## GIVEN INSTRUCTION
Convert the material below into a JSON list of strings with one string per line, leaving out blank lines and the pictures.

## Material excerpted from a collection
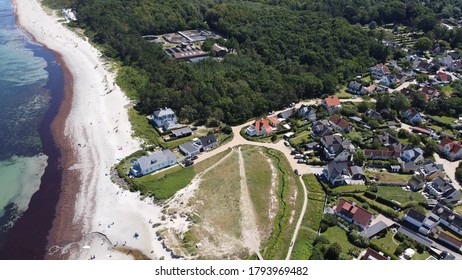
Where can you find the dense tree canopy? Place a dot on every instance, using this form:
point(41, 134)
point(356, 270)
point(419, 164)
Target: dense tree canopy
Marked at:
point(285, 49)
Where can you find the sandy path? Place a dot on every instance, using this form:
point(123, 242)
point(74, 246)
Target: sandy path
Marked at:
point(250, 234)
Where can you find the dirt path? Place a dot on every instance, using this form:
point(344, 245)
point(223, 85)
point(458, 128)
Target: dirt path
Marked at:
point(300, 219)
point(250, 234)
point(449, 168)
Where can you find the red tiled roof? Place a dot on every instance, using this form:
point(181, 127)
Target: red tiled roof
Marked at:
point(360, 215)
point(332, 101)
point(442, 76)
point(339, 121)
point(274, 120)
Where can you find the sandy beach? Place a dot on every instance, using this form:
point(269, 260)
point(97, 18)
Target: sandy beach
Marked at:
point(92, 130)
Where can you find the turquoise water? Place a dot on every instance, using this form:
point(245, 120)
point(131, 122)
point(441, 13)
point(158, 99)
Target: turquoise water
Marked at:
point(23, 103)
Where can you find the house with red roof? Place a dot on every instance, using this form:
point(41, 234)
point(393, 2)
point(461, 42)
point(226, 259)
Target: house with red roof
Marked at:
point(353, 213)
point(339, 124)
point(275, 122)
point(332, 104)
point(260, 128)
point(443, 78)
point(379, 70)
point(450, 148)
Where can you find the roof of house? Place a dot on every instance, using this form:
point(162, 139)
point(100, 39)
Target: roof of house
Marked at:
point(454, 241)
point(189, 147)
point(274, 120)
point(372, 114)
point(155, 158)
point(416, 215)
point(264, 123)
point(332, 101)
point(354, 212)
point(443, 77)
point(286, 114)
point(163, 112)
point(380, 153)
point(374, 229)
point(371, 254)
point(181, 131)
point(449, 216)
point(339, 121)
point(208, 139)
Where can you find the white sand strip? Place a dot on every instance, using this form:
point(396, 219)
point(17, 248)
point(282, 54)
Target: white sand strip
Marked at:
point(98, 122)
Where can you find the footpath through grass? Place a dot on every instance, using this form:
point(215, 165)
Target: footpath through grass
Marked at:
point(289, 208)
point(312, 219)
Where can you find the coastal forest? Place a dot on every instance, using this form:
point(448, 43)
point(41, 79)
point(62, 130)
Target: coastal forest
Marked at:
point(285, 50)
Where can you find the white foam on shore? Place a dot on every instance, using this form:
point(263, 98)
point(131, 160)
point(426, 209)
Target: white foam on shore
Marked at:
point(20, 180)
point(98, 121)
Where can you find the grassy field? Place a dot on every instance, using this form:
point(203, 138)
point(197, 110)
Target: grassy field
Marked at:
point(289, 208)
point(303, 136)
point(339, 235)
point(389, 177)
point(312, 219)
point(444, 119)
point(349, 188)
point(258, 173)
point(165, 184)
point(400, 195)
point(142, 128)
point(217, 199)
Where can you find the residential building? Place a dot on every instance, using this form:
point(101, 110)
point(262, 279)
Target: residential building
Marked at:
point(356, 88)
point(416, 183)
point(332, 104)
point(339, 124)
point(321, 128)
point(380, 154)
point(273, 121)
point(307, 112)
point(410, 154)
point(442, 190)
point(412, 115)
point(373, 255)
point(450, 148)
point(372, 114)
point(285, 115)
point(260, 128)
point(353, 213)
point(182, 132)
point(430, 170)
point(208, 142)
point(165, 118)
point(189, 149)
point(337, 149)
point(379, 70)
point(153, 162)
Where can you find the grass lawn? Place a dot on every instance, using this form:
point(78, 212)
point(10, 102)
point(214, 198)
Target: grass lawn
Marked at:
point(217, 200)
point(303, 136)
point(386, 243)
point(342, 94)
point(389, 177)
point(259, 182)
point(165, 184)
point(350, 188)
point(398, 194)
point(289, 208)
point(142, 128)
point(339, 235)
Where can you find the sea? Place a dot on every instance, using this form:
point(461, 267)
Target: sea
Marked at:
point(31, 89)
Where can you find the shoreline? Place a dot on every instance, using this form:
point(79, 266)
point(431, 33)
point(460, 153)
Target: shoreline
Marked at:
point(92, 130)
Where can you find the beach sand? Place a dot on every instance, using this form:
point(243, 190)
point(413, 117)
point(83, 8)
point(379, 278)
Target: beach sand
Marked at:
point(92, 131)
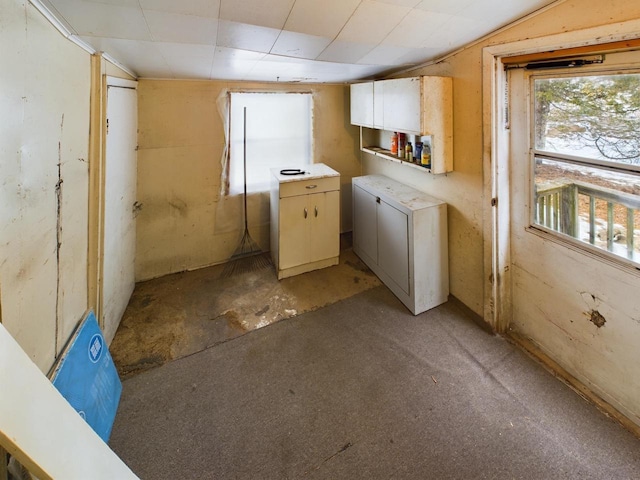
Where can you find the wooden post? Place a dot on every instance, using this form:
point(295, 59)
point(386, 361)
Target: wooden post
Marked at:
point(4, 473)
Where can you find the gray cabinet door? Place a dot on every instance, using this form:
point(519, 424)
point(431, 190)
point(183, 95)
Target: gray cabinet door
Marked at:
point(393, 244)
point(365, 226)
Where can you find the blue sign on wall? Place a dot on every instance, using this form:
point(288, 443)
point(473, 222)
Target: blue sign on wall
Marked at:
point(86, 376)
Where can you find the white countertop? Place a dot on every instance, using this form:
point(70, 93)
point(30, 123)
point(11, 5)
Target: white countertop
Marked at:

## TASK RESPONSE
[
  "Where can you find the dense tree canopy? Place a dot on every instance, using this form:",
  "point(41, 134)",
  "point(356, 270)",
  "point(419, 164)",
  "Target: dense tree canopy",
  "Marked at:",
  "point(285, 49)",
  "Where can you find the sandy path? Place a dot on every instance, using this form:",
  "point(123, 242)",
  "point(74, 246)",
  "Target: sandy path",
  "Marked at:",
  "point(250, 234)",
  "Where can you find the dirt path? Place a dot on every instance, using this form:",
  "point(344, 245)",
  "point(223, 85)",
  "point(458, 128)",
  "Target: dirt path",
  "Marked at:",
  "point(300, 219)",
  "point(250, 234)",
  "point(449, 168)",
  "Where can you find the red tiled roof? Place a dot on every instance, using this form:",
  "point(181, 127)",
  "Target: red tiled roof",
  "Marked at:",
  "point(360, 215)",
  "point(332, 101)",
  "point(442, 76)",
  "point(339, 121)",
  "point(274, 120)",
  "Where can you find the sandy beach? Place a dot on every instance, using this form:",
  "point(269, 260)",
  "point(97, 18)",
  "Target: sandy beach",
  "Marked at:",
  "point(92, 130)",
  "Where can you find the turquoise water? Place a dot on every instance, using this form:",
  "point(245, 120)",
  "point(131, 122)",
  "point(441, 13)",
  "point(158, 99)",
  "Target: turquoise water",
  "Marked at:",
  "point(23, 103)",
  "Where can you find the house with red roof? Place a dot on every instance, using this form:",
  "point(41, 234)",
  "point(393, 2)",
  "point(461, 42)",
  "point(226, 259)",
  "Target: house with red roof",
  "Marked at:",
  "point(353, 213)",
  "point(339, 124)",
  "point(275, 122)",
  "point(332, 104)",
  "point(260, 128)",
  "point(443, 78)",
  "point(379, 70)",
  "point(450, 148)",
  "Where can you find the roof of house? Place a dot on every instance, using this form:",
  "point(162, 139)",
  "point(100, 39)",
  "Target: roof of house",
  "Marked at:",
  "point(454, 241)",
  "point(189, 147)",
  "point(274, 120)",
  "point(372, 114)",
  "point(155, 158)",
  "point(416, 215)",
  "point(264, 123)",
  "point(332, 101)",
  "point(354, 212)",
  "point(443, 77)",
  "point(286, 114)",
  "point(163, 112)",
  "point(380, 153)",
  "point(374, 229)",
  "point(371, 254)",
  "point(181, 131)",
  "point(449, 216)",
  "point(339, 121)",
  "point(208, 139)",
  "Where can you find the white sand strip? Place a dot on every instance, using this form:",
  "point(396, 219)",
  "point(17, 248)",
  "point(282, 54)",
  "Target: white sand strip",
  "Marked at:",
  "point(98, 122)",
  "Where can you find the footpath through grass? Place a dot on every instance, using this form:",
  "point(215, 165)",
  "Target: footpath through grass",
  "Marked at:",
  "point(289, 208)",
  "point(312, 219)",
  "Where can you find the coastal forest? Place a dot on every instance, using this form:",
  "point(448, 43)",
  "point(41, 79)",
  "point(62, 130)",
  "Target: coastal forest",
  "Marked at:",
  "point(285, 50)",
  "Where can you find the white foam on shore? Place a dot on every instance, using this form:",
  "point(263, 98)",
  "point(131, 160)",
  "point(426, 209)",
  "Target: white foam on shore",
  "Marked at:",
  "point(20, 180)",
  "point(98, 121)",
  "Where can you find the grassy field? Place a dot on every instance, using this form:",
  "point(203, 138)",
  "point(197, 110)",
  "Target: grassy field",
  "Marked at:",
  "point(289, 208)",
  "point(303, 136)",
  "point(339, 235)",
  "point(389, 177)",
  "point(312, 219)",
  "point(444, 119)",
  "point(349, 188)",
  "point(258, 173)",
  "point(165, 184)",
  "point(400, 195)",
  "point(142, 128)",
  "point(217, 199)",
  "Where can you find the residential building? Place a dot on every instance, using this form:",
  "point(101, 110)",
  "point(262, 279)",
  "Target: residential building",
  "Marked at:",
  "point(356, 88)",
  "point(416, 183)",
  "point(332, 104)",
  "point(339, 124)",
  "point(321, 128)",
  "point(380, 154)",
  "point(273, 121)",
  "point(307, 112)",
  "point(410, 154)",
  "point(442, 190)",
  "point(412, 115)",
  "point(373, 255)",
  "point(450, 148)",
  "point(372, 114)",
  "point(285, 115)",
  "point(260, 128)",
  "point(353, 213)",
  "point(182, 132)",
  "point(430, 170)",
  "point(208, 142)",
  "point(165, 118)",
  "point(189, 149)",
  "point(337, 149)",
  "point(379, 70)",
  "point(153, 162)",
  "Where can you find the grass lawn? Place a dot on every instance, using this form:",
  "point(78, 212)",
  "point(10, 102)",
  "point(214, 198)",
  "Target: grass lawn",
  "Marked at:",
  "point(217, 200)",
  "point(303, 136)",
  "point(386, 243)",
  "point(342, 94)",
  "point(389, 177)",
  "point(259, 182)",
  "point(165, 184)",
  "point(350, 188)",
  "point(398, 194)",
  "point(289, 208)",
  "point(142, 128)",
  "point(339, 235)",
  "Where can you find the sea? Place a dot on every instance, using this form:",
  "point(461, 267)",
  "Target: sea",
  "Marked at:",
  "point(31, 89)",
  "Where can you find the shoreline? Place a dot on every instance, using this form:",
  "point(79, 266)",
  "point(431, 33)",
  "point(460, 153)",
  "Target: shoreline",
  "Marked at:",
  "point(92, 130)",
  "Where can you find the beach sand? Place a dot on every instance, using this form:",
  "point(243, 190)",
  "point(413, 117)",
  "point(83, 8)",
  "point(379, 278)",
  "Target: beach sand",
  "Marked at:",
  "point(92, 131)",
  "Where can you find the wooden post? Place a dot on every instance, using this form:",
  "point(295, 59)",
  "point(386, 361)",
  "Target: wooden post",
  "Marked at:",
  "point(4, 473)",
  "Where can you find the gray cabinet door? Place a dot on every instance, using this form:",
  "point(519, 424)",
  "point(431, 190)",
  "point(183, 95)",
  "Target: gray cabinet door",
  "Marked at:",
  "point(393, 244)",
  "point(365, 226)",
  "Where can you find the blue sign on wall? Place a dot on every instance, using this form:",
  "point(288, 443)",
  "point(473, 222)",
  "Target: blue sign on wall",
  "Marked at:",
  "point(86, 376)",
  "Where can you find the white countertop? Place a dot on every instance, using this form:",
  "point(70, 93)",
  "point(30, 123)",
  "point(11, 5)",
  "Target: white countertop",
  "Marked at:"
]